* **Tarefas a cumprir**
1. Quais fontes de recursos o trecho da lei enumera, nos incisos do Art. 57, para financiar as ações de que trata o art. 56?
2. Transcreva palavra por palavra a passagem do trecho da lei que vai de "Art. 59. O Poder" até "mundial de computadores.".
3. De acordo com o trecho da lei, o Art. 60 dá nova redação a quais artigos e de qual lei?

Art. 57. Sem prejuízo da destinação de recursos ordinários, poderão ser consignados nos orçamentos fiscal e da seguridade social para financiamento das ações de que trata o art. 56:
I - transferências voluntárias dos Estados, do Distrito Federal e dos Municípios;
II - doações voluntárias de particulares;
III - doações de empresas privadas e organizações não governamentais, nacionais ou internacionais;
IV - doações voluntárias de fundos nacionais ou internacionais;
V - doações de Estados estrangeiros, por meio de convênios, tratados e acordos internacionais.

TÍTULO IV
DISPOSIÇÕES FINAIS
Art. 58. As medidas instituídas nesta Lei não excluem outras em prol da população negra que tenham sido ou venham a ser adotadas no âmbito da União, dos Estados, do Distrito Federal ou dos Municípios.

Art. 59. O Poder Executivo federal criará instrumentos para aferir a eficácia social das medidas previstas nesta Lei e efetuará seu monitoramento constante, com a emissão e a divulgação de relatórios periódicos, inclusive pela rede mundial de computadores.

Art. 60. Os arts. 3o e 4o da Lei no 7.716, de 1989, passam a vigorar com a seguinte redação:
“Art. 3o .......
Parágrafo único. Incorre na mesma pena quem, por motivo de discriminação de raça, cor, etnia, religião ou procedência nacional, obstar a promoção funcional.” (NR)
“Art. 4o ........

* **Entradas brutas**
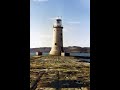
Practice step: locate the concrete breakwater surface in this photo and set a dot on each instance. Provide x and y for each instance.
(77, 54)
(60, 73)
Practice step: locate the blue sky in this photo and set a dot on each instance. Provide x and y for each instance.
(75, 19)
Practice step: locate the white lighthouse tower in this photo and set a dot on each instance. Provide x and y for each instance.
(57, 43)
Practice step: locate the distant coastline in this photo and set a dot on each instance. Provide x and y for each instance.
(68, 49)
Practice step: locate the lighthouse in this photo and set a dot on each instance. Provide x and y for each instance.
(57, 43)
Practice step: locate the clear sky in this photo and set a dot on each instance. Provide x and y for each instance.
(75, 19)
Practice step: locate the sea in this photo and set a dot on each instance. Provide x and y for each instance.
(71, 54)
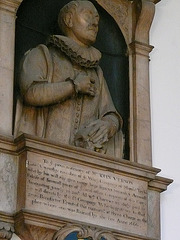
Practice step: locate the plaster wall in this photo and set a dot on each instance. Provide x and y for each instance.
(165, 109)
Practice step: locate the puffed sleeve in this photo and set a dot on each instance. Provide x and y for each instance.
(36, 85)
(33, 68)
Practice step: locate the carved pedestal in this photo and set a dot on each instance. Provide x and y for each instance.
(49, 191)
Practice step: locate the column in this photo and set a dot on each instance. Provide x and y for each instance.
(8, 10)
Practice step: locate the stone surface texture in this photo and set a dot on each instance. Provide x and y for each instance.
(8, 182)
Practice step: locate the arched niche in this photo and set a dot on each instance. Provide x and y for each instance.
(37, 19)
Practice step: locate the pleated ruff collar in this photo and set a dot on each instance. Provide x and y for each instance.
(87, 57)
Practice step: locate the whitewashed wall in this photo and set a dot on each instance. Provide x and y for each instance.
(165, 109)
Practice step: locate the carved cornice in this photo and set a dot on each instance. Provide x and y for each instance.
--
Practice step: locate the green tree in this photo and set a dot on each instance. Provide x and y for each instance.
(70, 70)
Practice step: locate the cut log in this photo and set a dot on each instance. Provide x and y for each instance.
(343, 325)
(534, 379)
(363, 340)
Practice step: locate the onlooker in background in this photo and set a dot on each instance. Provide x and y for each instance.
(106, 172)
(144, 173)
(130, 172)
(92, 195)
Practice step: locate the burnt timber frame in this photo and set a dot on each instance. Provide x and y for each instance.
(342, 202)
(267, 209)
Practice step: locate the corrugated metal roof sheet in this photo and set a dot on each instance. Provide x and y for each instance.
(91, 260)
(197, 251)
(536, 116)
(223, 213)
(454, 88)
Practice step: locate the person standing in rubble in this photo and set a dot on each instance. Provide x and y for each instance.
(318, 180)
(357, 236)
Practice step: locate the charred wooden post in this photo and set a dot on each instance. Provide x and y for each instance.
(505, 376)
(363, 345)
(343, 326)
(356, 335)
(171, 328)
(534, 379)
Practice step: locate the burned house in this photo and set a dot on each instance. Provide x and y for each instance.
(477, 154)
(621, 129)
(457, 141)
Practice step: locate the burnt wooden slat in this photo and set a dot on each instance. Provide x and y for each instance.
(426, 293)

* **Respostas do exercício**
1.
- Transferências voluntárias dos Estados, do Distrito Federal e dos Municípios
- Doações voluntárias de particulares
- Doações de empresas privadas e organizações não governamentais, nacionais ou internacionais
- Doações voluntárias de fundos nacionais ou internacionais
- Doações de Estados estrangeiros, por meio de convênios, tratados e acordos internacionais

2.
Art. 59. O Poder Executivo federal criará instrumentos para aferir a eficácia social das medidas previstas nesta Lei e efetuará seu monitoramento constante, com a emissão e a divulgação de relatórios periódicos, inclusive pela rede mundial de computadores.

3. Aos arts. 3o e 4o da Lei no 7.716, de 1989.